YOUR TASK
Copy out the lines below that hold the word "palm".

Annotated photo localization data:

◆ ◆ ◆

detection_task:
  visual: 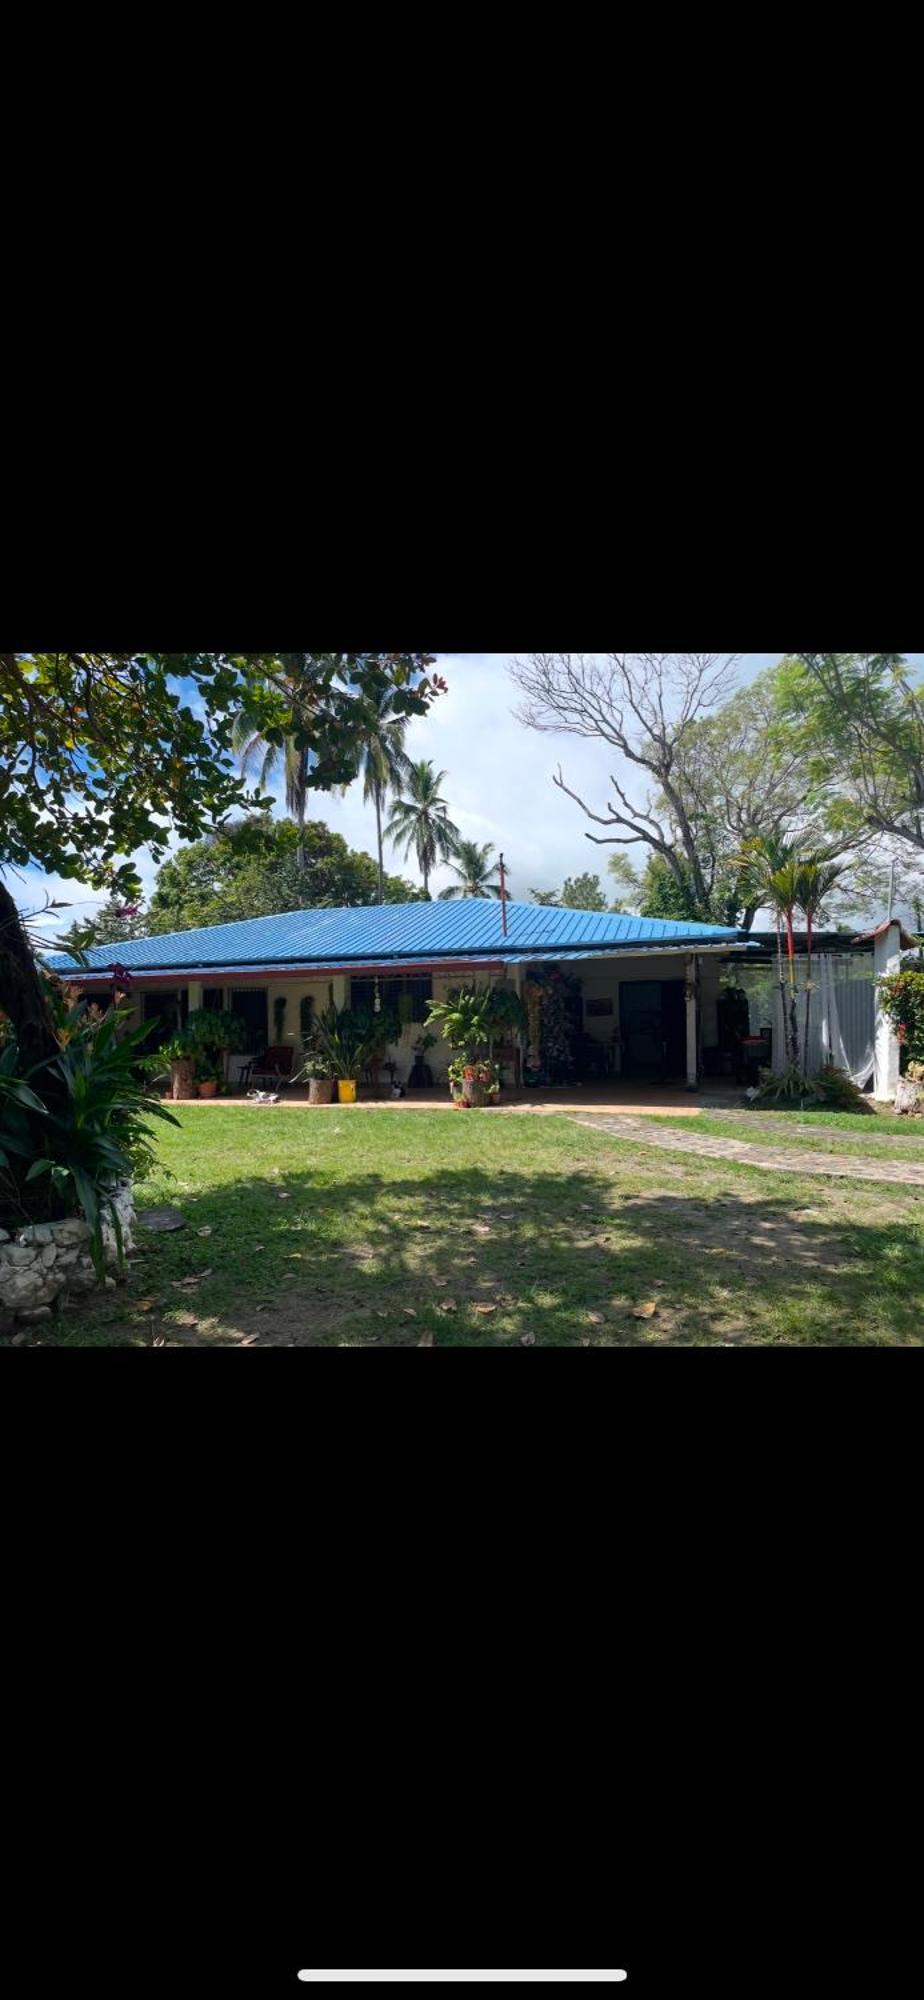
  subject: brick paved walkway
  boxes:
[570,1115,924,1186]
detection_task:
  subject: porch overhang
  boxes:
[55,939,760,985]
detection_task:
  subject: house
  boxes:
[47,899,908,1096]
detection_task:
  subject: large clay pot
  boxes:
[197,1080,218,1099]
[895,1076,924,1115]
[170,1060,196,1101]
[309,1077,334,1105]
[462,1079,486,1108]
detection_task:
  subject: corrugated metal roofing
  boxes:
[48,898,746,976]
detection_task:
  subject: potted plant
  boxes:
[196,1056,222,1099]
[312,1005,381,1105]
[185,1008,249,1090]
[427,987,505,1106]
[298,1051,335,1105]
[160,1031,197,1101]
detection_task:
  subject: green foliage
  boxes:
[0,1004,178,1269]
[560,872,608,911]
[776,653,924,856]
[606,853,642,910]
[0,653,444,896]
[59,899,148,954]
[425,987,493,1059]
[311,1004,392,1081]
[637,855,704,922]
[752,1061,871,1113]
[878,970,924,1064]
[185,1009,248,1057]
[146,817,421,933]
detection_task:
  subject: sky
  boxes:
[10,652,924,934]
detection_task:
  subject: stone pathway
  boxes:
[569,1114,924,1187]
[674,1112,924,1149]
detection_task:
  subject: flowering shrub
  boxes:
[878,971,924,1066]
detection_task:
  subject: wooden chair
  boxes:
[250,1045,294,1088]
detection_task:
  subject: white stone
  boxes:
[2,1245,39,1267]
[41,1244,58,1266]
[0,1228,10,1243]
[18,1222,56,1244]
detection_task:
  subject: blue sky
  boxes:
[10,652,924,932]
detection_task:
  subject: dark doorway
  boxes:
[142,989,188,1051]
[229,988,268,1054]
[620,979,687,1079]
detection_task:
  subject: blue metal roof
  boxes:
[47,899,747,976]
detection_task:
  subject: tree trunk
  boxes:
[375,788,385,904]
[0,879,60,1070]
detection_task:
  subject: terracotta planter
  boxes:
[170,1060,196,1101]
[337,1078,358,1105]
[308,1077,334,1105]
[462,1079,486,1108]
[197,1080,218,1099]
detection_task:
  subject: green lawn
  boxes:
[45,1107,924,1347]
[655,1109,924,1162]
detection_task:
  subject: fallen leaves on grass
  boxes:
[237,1334,260,1346]
[438,1299,457,1314]
[472,1303,497,1317]
[521,1331,536,1346]
[417,1332,435,1346]
[585,1312,604,1325]
[631,1301,658,1319]
[196,1226,213,1237]
[402,1307,417,1319]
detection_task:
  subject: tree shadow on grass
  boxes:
[49,1159,924,1347]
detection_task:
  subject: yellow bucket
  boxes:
[337,1078,358,1104]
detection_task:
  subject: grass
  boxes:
[700,1104,924,1139]
[42,1106,924,1347]
[654,1109,924,1161]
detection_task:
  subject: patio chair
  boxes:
[250,1045,294,1089]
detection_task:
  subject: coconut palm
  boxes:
[347,689,413,902]
[231,655,320,871]
[384,760,459,898]
[438,840,504,900]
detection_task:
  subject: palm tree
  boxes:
[384,761,460,898]
[348,689,413,902]
[438,840,504,899]
[232,655,320,871]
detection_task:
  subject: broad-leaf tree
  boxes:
[146,819,421,933]
[0,651,444,1057]
[777,653,924,855]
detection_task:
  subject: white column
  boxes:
[187,981,203,1014]
[873,920,902,1101]
[686,955,698,1088]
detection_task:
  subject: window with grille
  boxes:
[349,974,432,1023]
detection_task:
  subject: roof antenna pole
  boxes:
[499,853,508,936]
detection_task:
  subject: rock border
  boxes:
[0,1183,134,1338]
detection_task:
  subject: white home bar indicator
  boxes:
[297,1977,628,1986]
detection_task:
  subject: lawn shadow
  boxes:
[52,1156,924,1347]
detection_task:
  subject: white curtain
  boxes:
[771,954,875,1086]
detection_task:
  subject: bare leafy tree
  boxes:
[510,655,846,927]
[510,652,737,918]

◆ ◆ ◆

EXERCISE RESULT
  subject: coconut palm
  subject: palm tree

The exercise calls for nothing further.